>> START MATERIAL FOR THIS EXERCISE

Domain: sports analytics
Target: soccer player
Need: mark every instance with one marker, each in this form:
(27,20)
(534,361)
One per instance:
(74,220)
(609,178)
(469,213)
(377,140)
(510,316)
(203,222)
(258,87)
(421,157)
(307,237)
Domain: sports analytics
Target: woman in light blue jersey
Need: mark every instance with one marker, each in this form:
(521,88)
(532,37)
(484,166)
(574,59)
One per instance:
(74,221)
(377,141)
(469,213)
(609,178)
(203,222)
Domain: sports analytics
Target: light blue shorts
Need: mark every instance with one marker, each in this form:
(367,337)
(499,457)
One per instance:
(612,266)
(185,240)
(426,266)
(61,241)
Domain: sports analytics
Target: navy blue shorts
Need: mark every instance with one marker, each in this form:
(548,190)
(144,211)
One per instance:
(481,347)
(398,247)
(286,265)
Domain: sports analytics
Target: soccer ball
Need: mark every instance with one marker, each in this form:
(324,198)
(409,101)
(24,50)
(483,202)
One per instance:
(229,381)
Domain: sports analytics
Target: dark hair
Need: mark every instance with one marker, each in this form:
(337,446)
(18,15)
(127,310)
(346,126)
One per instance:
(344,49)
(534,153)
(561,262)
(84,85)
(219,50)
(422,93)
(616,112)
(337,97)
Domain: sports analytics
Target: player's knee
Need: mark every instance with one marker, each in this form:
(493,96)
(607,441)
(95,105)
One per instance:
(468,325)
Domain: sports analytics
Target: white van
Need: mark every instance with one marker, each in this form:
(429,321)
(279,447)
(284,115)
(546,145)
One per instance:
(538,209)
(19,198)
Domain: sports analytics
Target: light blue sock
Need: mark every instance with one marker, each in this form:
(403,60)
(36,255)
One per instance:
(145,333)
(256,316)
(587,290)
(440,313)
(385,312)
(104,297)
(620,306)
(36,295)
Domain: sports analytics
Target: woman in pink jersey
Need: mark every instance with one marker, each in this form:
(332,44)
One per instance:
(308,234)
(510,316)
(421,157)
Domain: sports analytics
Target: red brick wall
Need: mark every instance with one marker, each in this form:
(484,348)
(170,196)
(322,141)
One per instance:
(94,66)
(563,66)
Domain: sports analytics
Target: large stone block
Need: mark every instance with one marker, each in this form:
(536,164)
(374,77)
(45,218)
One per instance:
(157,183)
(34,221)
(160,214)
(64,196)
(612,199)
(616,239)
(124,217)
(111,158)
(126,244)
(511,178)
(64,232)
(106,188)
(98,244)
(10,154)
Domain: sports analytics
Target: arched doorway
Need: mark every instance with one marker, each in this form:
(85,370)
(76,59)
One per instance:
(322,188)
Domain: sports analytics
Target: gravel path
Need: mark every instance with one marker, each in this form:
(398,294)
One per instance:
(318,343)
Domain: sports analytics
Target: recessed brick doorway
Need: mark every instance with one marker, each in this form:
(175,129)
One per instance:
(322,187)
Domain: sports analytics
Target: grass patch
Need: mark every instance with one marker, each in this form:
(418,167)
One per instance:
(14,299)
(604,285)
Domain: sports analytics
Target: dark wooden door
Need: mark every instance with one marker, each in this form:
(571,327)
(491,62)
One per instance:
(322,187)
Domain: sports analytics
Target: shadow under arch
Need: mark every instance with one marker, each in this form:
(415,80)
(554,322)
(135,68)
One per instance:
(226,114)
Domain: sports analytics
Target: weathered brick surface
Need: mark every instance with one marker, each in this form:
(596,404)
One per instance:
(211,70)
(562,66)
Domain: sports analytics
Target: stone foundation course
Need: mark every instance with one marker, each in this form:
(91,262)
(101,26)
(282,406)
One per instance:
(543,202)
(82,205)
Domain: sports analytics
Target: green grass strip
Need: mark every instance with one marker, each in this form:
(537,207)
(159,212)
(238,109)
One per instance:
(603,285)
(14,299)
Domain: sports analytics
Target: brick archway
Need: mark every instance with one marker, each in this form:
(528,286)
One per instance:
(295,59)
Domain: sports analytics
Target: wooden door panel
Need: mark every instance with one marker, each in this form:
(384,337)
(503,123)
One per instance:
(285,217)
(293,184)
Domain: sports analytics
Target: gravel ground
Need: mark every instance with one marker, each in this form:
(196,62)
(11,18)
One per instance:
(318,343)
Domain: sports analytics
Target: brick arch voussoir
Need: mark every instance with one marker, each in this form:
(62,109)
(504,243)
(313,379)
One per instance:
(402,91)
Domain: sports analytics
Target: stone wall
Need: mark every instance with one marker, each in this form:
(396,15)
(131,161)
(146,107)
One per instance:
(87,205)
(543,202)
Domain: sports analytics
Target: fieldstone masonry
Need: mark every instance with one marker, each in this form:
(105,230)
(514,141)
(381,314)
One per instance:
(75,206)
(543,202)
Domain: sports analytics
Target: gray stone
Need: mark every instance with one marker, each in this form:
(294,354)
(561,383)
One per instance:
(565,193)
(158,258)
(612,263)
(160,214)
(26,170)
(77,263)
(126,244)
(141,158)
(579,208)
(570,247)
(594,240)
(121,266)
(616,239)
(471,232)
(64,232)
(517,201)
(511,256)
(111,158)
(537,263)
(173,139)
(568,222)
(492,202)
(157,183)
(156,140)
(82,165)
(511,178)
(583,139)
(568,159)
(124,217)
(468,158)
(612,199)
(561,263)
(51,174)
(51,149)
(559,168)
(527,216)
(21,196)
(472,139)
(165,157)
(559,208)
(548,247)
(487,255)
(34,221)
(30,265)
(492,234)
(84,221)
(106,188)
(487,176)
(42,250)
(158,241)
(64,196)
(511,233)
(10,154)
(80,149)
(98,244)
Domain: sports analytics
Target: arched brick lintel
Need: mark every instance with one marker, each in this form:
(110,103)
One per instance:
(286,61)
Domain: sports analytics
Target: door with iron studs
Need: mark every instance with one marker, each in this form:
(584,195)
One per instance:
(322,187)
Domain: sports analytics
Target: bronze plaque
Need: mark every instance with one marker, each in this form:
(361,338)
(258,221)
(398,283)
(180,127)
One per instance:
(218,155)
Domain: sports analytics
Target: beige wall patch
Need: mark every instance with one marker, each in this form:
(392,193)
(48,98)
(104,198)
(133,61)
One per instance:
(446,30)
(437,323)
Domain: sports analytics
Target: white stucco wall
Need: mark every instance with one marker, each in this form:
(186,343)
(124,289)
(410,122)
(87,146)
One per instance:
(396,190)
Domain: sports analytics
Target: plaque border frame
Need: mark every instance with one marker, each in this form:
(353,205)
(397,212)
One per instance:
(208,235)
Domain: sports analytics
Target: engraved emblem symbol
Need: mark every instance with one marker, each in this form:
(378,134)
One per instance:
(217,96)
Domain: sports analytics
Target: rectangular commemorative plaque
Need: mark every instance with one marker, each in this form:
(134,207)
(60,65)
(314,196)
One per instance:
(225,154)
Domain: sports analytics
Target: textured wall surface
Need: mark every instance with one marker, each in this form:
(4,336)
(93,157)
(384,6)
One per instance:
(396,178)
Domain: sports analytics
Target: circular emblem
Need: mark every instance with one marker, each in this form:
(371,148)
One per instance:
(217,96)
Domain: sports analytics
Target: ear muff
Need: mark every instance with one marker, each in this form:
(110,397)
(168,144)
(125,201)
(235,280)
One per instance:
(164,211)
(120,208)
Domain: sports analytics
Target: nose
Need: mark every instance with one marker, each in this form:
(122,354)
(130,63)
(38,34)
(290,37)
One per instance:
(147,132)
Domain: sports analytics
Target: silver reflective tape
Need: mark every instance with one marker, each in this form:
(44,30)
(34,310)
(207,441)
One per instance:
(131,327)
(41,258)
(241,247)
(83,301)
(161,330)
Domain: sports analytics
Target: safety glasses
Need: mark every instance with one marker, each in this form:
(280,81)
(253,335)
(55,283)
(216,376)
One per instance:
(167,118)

>> END MATERIAL FOR THIS EXERCISE

## STATED EXERCISE
Which lines in the records above contain the string "surface", matching case exactly? Filter those lines out and copy each one in full.

## WRITTEN ANSWER
Target: weathered brick surface
Target: textured wall surface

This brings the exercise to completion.